◆ **Задание**
Можете перепечатать все пункты ниже слово в слово, ничего не меняя?

◆ **Извлечённые пункты**
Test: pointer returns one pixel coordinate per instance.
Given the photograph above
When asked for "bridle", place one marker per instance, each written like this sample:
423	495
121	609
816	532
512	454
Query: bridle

◆ **Результат**
Test: pointer returns one pixel coordinate per instance.
Given the photograph above
When asked for "bridle", place one marker per instance, each written like this sample:
423	495
121	609
816	532
512	454
Query: bridle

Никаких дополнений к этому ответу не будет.